=== What you should do ===
Exactly reproduce the lines from the one holding "mark the pale" through the final line of the listing below, with both ends included and nothing else.
########
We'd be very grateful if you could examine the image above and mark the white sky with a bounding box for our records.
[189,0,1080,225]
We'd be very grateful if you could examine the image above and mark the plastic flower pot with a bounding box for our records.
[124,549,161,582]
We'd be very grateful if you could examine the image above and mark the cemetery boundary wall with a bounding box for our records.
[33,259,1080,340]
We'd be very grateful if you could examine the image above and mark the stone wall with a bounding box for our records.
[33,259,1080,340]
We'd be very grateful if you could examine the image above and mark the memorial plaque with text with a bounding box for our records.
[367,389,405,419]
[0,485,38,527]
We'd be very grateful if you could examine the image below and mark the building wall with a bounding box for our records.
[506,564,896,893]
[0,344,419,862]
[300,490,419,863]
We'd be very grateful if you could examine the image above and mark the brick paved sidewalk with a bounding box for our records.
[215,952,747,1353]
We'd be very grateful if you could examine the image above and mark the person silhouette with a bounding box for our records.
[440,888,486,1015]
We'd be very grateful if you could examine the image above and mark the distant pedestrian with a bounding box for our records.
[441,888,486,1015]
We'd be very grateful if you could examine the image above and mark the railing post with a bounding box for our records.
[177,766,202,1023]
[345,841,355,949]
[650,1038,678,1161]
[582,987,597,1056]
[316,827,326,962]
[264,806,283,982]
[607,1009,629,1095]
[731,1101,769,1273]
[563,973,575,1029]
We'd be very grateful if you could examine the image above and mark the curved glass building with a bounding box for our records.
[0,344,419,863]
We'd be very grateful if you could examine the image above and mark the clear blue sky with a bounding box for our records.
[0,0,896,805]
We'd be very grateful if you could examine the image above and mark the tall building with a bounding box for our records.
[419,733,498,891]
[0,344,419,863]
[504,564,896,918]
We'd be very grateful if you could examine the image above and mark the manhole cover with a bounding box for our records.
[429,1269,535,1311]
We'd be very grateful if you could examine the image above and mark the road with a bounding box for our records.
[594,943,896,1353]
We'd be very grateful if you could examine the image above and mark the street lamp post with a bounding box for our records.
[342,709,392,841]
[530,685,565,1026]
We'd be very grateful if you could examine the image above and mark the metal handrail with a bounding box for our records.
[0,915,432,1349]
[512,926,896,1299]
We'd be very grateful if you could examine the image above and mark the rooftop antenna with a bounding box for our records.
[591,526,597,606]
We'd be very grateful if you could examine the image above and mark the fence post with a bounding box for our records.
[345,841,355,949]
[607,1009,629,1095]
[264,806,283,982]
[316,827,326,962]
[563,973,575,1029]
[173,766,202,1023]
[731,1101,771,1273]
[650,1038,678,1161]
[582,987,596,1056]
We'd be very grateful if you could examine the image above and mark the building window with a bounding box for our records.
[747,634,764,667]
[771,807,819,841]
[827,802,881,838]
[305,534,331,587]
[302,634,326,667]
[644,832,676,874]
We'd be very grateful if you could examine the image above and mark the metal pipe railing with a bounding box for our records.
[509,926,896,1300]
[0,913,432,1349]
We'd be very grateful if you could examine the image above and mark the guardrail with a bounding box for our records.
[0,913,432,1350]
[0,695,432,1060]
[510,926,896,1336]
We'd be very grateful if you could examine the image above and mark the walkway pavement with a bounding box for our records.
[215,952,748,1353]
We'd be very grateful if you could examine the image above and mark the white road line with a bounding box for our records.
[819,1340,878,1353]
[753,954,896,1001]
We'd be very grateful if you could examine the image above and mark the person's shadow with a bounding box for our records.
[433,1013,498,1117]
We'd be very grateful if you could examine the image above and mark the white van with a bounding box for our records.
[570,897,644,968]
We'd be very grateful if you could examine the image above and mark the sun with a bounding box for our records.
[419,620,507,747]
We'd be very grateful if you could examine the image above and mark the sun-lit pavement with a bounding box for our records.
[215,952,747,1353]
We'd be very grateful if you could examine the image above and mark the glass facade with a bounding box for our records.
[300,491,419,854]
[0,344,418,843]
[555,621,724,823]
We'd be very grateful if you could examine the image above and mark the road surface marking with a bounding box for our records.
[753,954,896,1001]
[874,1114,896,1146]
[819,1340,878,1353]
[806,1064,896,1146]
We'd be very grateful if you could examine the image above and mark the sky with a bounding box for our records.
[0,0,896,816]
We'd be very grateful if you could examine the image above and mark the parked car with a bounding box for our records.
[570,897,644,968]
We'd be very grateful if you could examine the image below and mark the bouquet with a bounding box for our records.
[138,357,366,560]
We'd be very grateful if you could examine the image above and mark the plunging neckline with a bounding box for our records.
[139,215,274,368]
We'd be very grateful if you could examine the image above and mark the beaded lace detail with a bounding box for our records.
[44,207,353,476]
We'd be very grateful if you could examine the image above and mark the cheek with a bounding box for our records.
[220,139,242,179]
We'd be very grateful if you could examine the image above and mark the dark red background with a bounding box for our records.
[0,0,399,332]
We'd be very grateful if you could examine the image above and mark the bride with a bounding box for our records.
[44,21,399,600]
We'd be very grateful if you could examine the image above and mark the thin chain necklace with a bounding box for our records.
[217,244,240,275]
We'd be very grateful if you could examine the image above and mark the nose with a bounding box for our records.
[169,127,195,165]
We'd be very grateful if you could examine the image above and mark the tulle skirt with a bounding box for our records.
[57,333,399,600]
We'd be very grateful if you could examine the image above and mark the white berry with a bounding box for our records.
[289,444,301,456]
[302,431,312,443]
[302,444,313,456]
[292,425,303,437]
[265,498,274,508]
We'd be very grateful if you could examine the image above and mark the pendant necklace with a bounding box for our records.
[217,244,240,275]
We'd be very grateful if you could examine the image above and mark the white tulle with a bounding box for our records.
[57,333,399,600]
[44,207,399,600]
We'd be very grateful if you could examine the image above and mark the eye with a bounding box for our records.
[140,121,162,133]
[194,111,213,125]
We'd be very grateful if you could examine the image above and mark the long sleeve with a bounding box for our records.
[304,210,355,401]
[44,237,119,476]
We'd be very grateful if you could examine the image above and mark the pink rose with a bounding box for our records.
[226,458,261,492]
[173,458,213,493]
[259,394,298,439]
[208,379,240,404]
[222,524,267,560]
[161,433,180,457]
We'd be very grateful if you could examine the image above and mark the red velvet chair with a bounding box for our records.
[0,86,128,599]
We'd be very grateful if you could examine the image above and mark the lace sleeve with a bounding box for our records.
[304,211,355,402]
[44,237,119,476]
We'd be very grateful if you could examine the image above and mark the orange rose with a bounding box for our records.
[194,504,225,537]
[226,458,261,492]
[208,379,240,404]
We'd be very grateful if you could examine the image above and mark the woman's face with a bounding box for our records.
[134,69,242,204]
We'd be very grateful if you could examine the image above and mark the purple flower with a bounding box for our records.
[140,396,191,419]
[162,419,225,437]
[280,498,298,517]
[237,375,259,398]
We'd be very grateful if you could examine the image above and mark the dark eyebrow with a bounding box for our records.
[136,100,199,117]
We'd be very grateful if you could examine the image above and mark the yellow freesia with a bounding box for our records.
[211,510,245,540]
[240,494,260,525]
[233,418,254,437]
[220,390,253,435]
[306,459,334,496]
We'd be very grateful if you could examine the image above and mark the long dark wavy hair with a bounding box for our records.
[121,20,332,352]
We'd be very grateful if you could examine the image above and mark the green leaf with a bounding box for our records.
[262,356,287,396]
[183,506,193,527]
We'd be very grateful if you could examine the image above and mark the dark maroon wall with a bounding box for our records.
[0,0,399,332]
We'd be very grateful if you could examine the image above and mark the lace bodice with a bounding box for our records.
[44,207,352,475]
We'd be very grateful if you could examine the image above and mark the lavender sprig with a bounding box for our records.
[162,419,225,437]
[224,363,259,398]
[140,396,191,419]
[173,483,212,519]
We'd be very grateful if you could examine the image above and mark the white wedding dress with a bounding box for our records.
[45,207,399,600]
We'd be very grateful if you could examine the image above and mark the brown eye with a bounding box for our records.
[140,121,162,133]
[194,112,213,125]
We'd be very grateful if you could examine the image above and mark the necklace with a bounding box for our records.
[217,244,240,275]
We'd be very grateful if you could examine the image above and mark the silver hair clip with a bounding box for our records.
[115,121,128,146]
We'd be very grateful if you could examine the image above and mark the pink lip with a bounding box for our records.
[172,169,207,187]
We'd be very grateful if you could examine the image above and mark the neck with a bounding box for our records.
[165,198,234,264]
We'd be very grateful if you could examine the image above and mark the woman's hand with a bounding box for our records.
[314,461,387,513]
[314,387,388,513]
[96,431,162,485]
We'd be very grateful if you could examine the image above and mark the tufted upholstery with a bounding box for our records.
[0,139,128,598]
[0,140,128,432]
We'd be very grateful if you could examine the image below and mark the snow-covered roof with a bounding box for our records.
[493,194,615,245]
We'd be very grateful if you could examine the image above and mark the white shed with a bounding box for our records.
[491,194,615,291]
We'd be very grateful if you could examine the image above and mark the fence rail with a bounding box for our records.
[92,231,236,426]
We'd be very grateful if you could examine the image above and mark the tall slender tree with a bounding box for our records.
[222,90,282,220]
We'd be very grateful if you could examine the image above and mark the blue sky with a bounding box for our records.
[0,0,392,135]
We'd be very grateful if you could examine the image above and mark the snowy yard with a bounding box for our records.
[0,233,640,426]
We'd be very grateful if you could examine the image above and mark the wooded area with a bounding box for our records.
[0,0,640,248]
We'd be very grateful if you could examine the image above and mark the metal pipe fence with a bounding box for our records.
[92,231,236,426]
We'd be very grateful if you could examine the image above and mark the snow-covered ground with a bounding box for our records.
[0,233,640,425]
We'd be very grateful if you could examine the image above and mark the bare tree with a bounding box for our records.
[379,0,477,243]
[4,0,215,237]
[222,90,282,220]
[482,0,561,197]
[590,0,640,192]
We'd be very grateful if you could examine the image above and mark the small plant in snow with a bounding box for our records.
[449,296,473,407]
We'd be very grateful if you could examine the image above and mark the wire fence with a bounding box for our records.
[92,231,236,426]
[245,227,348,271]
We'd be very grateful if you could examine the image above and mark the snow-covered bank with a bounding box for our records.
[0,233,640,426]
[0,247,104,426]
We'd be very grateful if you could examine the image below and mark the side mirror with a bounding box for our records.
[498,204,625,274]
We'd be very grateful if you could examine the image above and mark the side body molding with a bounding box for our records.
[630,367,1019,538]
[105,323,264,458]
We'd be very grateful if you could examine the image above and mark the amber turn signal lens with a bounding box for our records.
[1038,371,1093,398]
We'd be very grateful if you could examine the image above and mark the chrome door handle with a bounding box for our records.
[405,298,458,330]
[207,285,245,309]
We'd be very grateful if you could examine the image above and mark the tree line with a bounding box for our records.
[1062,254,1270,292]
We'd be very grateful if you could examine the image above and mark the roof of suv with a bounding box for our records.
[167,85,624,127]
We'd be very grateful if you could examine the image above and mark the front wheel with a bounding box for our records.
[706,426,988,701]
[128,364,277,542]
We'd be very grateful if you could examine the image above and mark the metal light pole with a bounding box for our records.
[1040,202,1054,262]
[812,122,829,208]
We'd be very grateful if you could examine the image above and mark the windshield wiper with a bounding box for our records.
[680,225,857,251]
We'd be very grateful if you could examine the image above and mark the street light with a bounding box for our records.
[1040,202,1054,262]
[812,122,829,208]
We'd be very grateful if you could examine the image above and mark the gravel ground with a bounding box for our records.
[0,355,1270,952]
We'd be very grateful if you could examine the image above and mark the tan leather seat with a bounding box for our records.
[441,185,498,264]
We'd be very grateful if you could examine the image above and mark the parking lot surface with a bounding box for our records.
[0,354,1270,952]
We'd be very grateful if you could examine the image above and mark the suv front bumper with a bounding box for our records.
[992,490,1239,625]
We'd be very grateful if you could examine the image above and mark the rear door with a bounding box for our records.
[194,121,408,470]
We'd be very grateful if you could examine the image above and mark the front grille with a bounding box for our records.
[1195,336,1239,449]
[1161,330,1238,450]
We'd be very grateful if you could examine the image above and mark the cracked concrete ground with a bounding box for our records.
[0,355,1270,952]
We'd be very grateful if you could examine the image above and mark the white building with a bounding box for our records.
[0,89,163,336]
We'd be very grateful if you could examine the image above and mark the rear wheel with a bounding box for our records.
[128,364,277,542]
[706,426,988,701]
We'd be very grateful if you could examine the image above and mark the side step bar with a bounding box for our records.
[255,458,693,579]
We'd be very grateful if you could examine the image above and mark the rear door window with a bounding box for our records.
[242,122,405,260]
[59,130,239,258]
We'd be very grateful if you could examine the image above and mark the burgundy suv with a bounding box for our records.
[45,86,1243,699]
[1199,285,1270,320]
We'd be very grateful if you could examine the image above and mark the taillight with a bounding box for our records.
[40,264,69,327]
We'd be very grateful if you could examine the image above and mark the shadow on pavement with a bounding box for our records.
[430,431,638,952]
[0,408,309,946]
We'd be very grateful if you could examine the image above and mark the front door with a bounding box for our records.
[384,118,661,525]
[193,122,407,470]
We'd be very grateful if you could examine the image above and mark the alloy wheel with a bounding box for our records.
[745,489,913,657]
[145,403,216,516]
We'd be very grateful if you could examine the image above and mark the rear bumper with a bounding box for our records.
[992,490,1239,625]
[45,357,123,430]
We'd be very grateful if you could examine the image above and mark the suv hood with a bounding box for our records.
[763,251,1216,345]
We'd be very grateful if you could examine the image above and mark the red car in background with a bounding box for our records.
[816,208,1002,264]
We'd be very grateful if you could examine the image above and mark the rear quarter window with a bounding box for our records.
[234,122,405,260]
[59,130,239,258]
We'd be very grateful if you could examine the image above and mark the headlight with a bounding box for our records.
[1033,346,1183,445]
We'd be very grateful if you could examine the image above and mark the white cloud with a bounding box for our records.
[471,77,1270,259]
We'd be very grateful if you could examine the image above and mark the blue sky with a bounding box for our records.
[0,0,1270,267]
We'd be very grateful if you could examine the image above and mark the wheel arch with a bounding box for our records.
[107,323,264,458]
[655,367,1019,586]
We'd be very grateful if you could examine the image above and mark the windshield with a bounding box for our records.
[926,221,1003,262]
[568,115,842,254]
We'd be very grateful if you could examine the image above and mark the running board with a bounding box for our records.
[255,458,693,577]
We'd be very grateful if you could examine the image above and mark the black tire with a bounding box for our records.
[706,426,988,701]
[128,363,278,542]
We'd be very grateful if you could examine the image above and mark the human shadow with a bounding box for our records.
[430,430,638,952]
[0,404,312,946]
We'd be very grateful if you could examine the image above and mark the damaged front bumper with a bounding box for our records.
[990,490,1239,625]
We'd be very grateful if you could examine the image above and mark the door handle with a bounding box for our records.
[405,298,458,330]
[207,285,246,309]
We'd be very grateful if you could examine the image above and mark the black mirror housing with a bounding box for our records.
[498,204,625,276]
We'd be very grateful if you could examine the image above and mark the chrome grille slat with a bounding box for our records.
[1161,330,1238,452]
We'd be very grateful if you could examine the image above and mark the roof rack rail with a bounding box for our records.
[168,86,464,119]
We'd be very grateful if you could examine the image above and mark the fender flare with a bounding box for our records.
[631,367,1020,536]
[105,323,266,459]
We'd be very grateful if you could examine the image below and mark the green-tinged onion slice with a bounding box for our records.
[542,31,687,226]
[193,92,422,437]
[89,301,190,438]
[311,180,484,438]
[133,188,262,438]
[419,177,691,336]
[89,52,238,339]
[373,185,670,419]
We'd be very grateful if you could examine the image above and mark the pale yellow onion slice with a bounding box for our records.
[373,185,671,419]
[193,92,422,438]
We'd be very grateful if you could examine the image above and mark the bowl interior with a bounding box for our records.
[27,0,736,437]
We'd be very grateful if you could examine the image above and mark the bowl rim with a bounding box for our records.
########
=== Solution ===
We'd be very grateful if you could examine the image above and mark the pale yellow onion slice with a bounding box for our records.
[373,185,671,419]
[193,92,422,438]
We'd be very grateful if you could examine the image above and mark the bowl interior with a bounding box for our records.
[27,0,736,437]
We'd be very grateful if you could examine the image above and mark the bowl rim with a bounding box for our records.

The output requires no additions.